**Entries of labeled points**.
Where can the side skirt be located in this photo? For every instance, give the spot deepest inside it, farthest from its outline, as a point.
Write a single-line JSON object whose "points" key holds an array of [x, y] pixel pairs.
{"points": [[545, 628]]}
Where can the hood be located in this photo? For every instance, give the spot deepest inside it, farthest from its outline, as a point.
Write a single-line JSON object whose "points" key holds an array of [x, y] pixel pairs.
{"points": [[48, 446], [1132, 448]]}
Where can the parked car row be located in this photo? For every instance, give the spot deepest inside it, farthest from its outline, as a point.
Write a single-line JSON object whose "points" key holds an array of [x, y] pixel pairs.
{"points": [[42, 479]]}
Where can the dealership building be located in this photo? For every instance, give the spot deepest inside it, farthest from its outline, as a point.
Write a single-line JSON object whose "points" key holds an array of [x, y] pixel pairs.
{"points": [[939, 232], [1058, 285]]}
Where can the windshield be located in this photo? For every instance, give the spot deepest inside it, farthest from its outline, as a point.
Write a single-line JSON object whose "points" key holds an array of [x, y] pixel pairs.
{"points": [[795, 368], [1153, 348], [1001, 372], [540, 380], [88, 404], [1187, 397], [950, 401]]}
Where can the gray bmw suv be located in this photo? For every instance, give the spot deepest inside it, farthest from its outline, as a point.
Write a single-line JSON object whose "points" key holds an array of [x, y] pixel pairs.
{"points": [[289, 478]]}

**Your instructions**.
Convert every line of the entries above into a JSON list of strings, one string per line, leaving out any blank lines.

**Solved exercise**.
[
  "Where can the side skirt be located in this photo? For every instance, give the spot deepest inside it, farthest from its outline, as a point.",
  "Write a single-line JSON object whose \"points\" key holds an array of [x, y] pixel pairs.",
  "{\"points\": [[545, 628]]}",
  "Where can the hood be located in this photo? For every instance, give the spot deepest inside it, farthest from its outline, as a point.",
  "Write a single-line JSON object whose \"points\" key holds an array of [x, y] pixel pairs.",
  "{\"points\": [[48, 446], [1132, 448]]}",
  "Where can the parked car row be located in this photo? For every instance, give the spot deepest inside it, farthest from its outline, as a point.",
  "Write a single-line JSON object whose \"points\" key holds an array of [x, y] pixel pairs.",
  "{\"points\": [[42, 479]]}",
  "Where can the dealership building be located in this photo? For every instance, give the spot deepest inside it, farthest from its outline, as a point.",
  "Write a single-line JSON object whose \"points\" key holds an array of [x, y] pixel pairs.",
  "{\"points\": [[939, 232], [1058, 285]]}",
  "Where can the windshield be located in this photo? For every instance, give the spot deepest inside it, farthest from its outline, as a point.",
  "Write a single-line JSON object whose \"points\" key holds an array of [x, y] pixel pairs.",
  "{\"points\": [[795, 368], [1153, 348], [1001, 372], [540, 380], [88, 404], [1187, 397], [950, 401]]}",
  "Where can the gray bmw suv be located in this photo? For every instance, give the spot deepest inside it, farthest from its outline, as a point.",
  "Write a single-line JSON object whose \"points\" key holds an array of [x, y] pixel pairs.",
  "{\"points\": [[289, 478]]}"
]